▶

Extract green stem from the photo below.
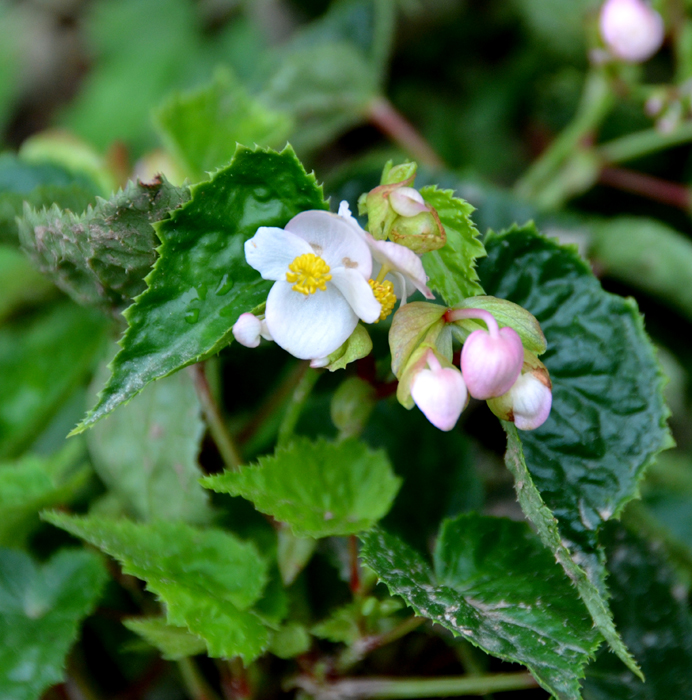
[277,360,320,447]
[190,362,243,471]
[515,69,614,199]
[177,658,219,700]
[596,121,692,164]
[296,673,538,700]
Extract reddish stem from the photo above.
[598,167,692,211]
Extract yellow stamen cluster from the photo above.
[286,253,332,296]
[368,280,396,323]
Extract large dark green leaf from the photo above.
[87,372,211,523]
[361,514,600,700]
[0,302,106,458]
[19,177,190,309]
[0,549,106,700]
[202,438,401,537]
[75,146,326,432]
[584,525,692,700]
[45,513,269,662]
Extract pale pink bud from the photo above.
[389,187,429,217]
[509,372,553,430]
[411,351,467,431]
[233,313,272,348]
[600,0,665,63]
[461,327,524,399]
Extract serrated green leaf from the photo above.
[361,514,601,700]
[19,176,190,309]
[0,549,106,700]
[0,443,91,547]
[75,146,326,432]
[0,302,106,459]
[44,513,269,662]
[584,523,692,700]
[202,438,401,537]
[155,68,291,181]
[123,617,207,661]
[0,153,99,243]
[87,368,211,524]
[504,423,641,674]
[420,186,484,306]
[479,224,671,672]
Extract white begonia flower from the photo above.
[233,313,273,348]
[339,200,435,304]
[245,210,382,360]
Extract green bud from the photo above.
[389,209,447,255]
[389,301,447,379]
[330,377,376,438]
[455,296,547,355]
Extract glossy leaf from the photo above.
[0,302,106,458]
[361,514,600,700]
[123,617,207,661]
[75,147,326,432]
[584,524,692,700]
[87,364,211,523]
[0,549,106,700]
[155,69,291,181]
[19,177,190,308]
[0,442,91,547]
[44,513,269,662]
[202,438,401,537]
[420,186,484,306]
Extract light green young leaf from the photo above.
[584,523,692,700]
[0,302,106,459]
[123,617,207,661]
[361,514,601,700]
[479,224,671,672]
[0,549,106,700]
[19,176,190,310]
[202,438,401,537]
[74,146,327,432]
[155,68,292,181]
[44,513,269,663]
[0,442,91,547]
[87,368,211,524]
[420,186,490,306]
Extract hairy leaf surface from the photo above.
[0,549,106,700]
[44,513,269,662]
[361,514,600,700]
[75,146,326,432]
[202,438,401,537]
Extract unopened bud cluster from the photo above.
[390,297,552,431]
[358,162,447,255]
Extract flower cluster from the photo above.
[390,297,552,431]
[233,202,433,358]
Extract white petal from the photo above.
[286,210,372,279]
[389,187,430,217]
[411,368,466,431]
[245,226,312,280]
[233,313,262,348]
[367,235,435,299]
[266,281,358,360]
[327,267,382,323]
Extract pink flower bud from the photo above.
[389,187,429,217]
[461,327,524,399]
[411,351,467,431]
[233,313,272,348]
[488,370,553,430]
[599,0,665,63]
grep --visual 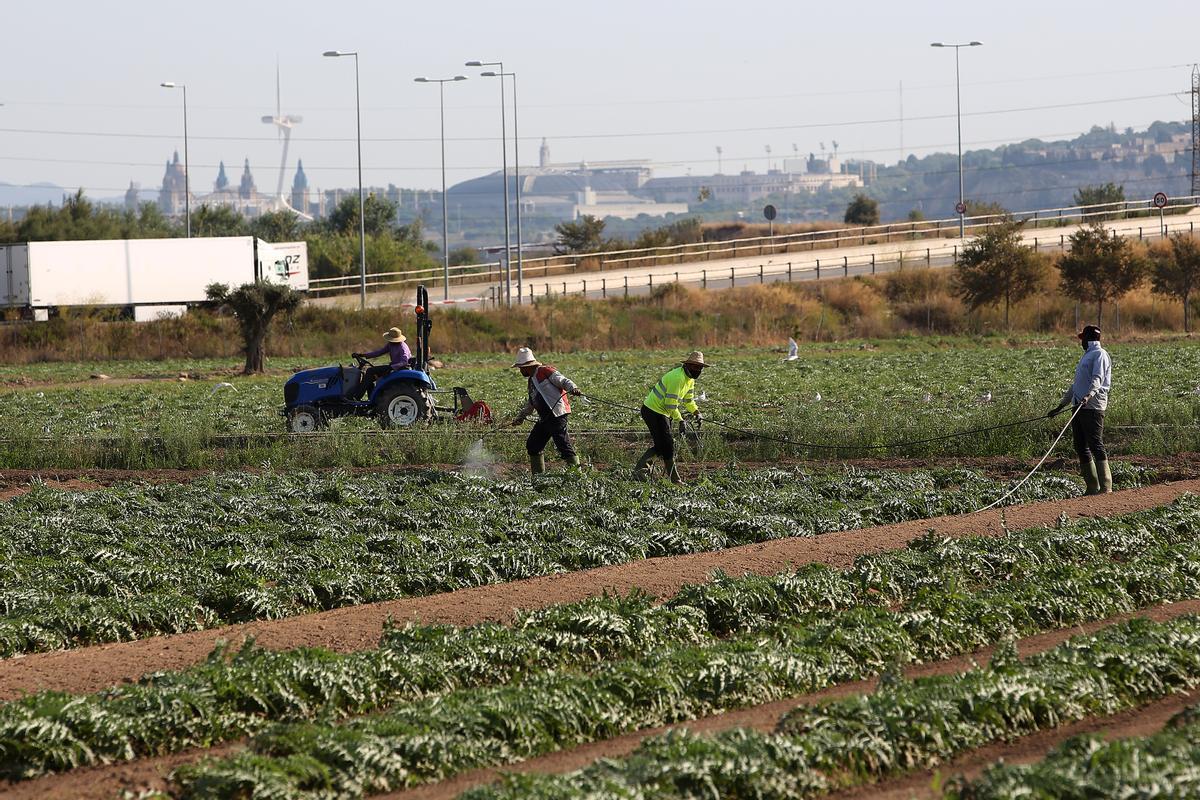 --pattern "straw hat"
[512,348,541,367]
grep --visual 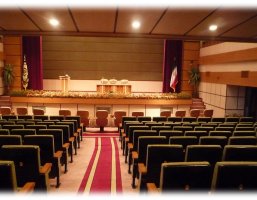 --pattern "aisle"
[78,133,122,194]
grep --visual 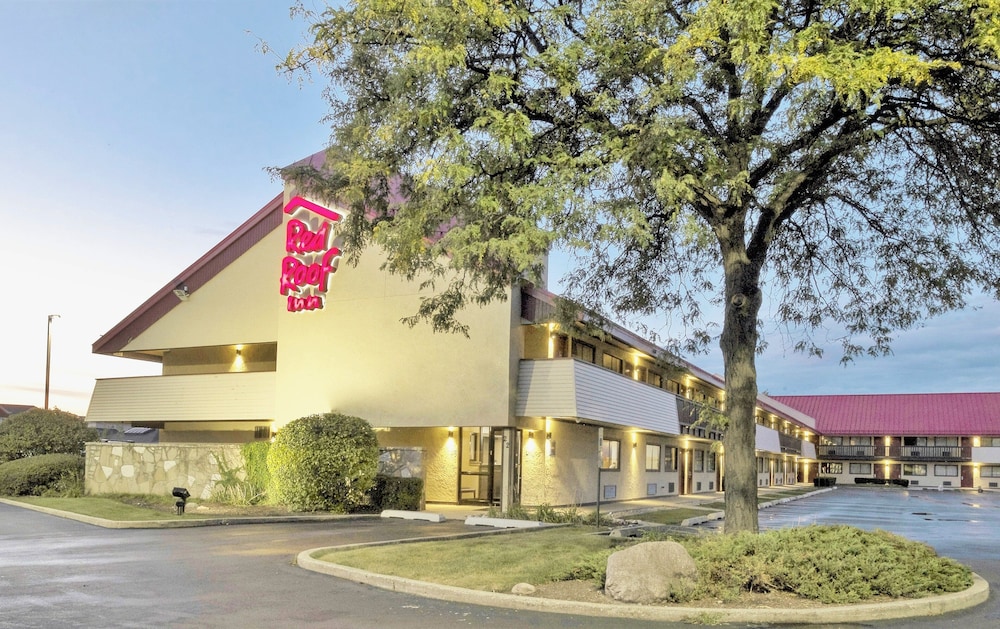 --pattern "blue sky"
[0,0,1000,414]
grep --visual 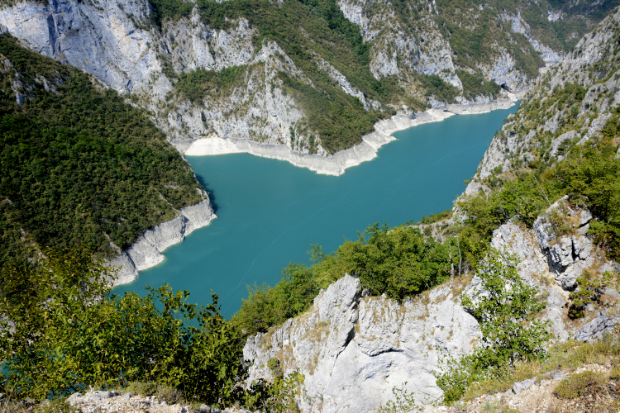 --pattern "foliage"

◀

(WHAT YOU NEED TO DO) Pull out every line of the records above that contains the string "stem", matching case exactly, and list those lines in their original order.

(WORKED SOLUTION)
Extract green stem from the photo below.
Extract reddish stem from the photo above.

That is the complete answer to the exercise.